▸ Task instructions
Every line from the one containing "Find the circuit" to the final line of the material below must be reproduced exactly; leave out all other lines.

##### The data

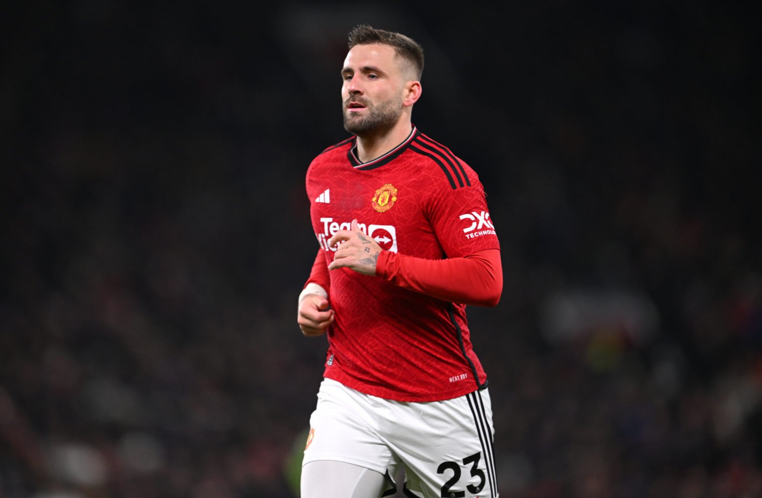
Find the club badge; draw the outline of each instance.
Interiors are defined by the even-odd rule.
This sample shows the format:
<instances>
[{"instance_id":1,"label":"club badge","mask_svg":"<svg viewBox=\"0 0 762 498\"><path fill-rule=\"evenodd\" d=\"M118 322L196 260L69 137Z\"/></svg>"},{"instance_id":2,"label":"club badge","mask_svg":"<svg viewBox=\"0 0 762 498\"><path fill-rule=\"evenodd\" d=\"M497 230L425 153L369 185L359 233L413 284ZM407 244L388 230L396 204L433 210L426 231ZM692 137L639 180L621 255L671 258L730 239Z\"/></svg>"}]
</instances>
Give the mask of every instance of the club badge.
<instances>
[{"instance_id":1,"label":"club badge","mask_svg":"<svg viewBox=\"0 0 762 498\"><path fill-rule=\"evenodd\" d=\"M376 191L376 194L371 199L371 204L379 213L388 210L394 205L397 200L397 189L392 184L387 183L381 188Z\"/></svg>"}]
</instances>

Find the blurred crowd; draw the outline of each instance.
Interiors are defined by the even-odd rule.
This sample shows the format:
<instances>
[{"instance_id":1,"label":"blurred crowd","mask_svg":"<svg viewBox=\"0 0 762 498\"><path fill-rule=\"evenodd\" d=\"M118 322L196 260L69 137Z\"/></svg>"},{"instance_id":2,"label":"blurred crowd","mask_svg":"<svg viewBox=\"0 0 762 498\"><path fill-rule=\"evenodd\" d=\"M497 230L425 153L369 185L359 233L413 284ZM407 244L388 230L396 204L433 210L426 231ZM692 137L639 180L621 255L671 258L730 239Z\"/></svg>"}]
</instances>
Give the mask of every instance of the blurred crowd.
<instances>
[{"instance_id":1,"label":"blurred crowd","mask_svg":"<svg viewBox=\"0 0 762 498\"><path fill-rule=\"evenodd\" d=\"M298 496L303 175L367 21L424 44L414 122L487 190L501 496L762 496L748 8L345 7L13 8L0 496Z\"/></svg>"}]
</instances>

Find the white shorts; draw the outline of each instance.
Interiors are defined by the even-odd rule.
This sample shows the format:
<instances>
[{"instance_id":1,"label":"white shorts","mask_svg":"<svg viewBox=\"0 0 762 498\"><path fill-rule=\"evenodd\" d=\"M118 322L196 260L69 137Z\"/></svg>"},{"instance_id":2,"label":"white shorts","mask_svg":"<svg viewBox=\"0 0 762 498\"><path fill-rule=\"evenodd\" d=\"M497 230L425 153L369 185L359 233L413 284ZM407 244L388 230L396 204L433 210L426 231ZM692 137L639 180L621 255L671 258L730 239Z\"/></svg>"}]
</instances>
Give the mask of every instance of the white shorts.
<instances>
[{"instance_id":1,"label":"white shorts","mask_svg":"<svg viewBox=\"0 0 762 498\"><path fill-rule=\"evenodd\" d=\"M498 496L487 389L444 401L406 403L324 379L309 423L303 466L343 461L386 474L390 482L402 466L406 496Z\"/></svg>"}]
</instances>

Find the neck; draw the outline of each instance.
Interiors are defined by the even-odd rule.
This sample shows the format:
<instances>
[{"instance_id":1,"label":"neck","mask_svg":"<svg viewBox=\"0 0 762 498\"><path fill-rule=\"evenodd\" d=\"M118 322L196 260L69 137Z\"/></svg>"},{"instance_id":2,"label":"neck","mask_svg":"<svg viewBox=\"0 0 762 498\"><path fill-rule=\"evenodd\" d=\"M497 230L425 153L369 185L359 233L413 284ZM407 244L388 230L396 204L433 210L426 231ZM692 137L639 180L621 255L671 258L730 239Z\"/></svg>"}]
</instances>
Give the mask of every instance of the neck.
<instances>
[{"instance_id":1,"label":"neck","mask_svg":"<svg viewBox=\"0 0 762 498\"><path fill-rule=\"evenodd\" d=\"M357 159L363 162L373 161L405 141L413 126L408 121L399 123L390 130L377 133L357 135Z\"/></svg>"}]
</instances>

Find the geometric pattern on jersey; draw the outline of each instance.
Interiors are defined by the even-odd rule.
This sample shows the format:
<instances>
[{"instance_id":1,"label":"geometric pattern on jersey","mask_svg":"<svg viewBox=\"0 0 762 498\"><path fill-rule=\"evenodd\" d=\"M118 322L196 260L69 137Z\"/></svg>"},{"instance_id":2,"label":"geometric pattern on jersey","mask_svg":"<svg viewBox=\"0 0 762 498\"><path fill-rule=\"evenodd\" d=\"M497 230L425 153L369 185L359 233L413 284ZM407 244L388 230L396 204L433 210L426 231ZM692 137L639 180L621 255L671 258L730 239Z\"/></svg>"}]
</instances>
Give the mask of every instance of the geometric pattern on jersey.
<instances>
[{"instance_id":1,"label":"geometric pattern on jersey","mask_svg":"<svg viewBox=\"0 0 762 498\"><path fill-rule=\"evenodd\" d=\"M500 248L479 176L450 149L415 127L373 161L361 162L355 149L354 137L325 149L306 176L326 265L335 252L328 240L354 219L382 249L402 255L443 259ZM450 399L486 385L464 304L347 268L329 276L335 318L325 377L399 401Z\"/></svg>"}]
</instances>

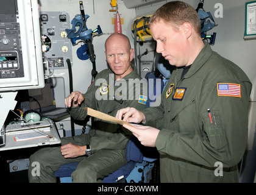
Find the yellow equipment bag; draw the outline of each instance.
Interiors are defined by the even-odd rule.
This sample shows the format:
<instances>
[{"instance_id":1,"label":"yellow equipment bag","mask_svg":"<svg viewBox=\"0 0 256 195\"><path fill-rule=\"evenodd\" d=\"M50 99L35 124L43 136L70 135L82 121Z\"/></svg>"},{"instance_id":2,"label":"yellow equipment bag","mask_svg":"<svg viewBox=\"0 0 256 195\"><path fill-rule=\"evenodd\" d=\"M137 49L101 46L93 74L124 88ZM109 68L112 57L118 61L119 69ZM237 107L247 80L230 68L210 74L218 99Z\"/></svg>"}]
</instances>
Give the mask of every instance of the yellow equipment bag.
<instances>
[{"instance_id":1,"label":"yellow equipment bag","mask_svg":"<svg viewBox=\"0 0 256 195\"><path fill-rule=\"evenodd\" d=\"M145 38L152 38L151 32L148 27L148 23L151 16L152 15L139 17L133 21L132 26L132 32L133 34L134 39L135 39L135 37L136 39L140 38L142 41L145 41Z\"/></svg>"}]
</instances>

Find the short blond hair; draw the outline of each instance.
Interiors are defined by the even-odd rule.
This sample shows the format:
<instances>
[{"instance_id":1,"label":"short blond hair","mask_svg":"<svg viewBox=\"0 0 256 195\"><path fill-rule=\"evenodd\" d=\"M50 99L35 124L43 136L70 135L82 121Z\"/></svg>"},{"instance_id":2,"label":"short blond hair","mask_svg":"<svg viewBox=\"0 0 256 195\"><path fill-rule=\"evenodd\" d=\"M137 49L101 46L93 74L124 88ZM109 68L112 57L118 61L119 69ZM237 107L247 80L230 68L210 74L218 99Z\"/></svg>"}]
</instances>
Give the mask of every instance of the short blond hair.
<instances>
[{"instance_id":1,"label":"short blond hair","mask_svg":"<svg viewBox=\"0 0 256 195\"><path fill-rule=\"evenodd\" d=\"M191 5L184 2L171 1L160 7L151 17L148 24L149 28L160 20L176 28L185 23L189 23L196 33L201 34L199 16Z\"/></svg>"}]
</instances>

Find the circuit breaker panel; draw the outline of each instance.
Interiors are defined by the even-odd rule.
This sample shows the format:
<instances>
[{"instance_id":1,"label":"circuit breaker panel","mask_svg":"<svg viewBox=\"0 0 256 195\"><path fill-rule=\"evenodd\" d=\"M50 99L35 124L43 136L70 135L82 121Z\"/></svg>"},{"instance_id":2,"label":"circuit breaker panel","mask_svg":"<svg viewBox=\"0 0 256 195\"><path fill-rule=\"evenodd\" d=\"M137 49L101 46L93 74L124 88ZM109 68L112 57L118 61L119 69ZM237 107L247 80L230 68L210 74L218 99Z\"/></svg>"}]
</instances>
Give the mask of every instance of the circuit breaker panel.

##########

▸ Solution
Find the circuit breaker panel; draw the outline of each instance.
Interiors are defined by the even-odd rule.
This sample shows the format:
<instances>
[{"instance_id":1,"label":"circuit breaker panel","mask_svg":"<svg viewBox=\"0 0 256 195\"><path fill-rule=\"evenodd\" d=\"M50 99L35 124L43 136L70 135L82 121Z\"/></svg>"},{"instance_id":2,"label":"circuit breaker panel","mask_svg":"<svg viewBox=\"0 0 256 195\"><path fill-rule=\"evenodd\" d=\"M137 49L101 46L93 74L124 88ZM109 68L112 57L118 61L119 69ZM237 107L247 80L230 68L210 74L218 99Z\"/></svg>"}]
</instances>
Give the mask of every instance of the circuit breaker panel.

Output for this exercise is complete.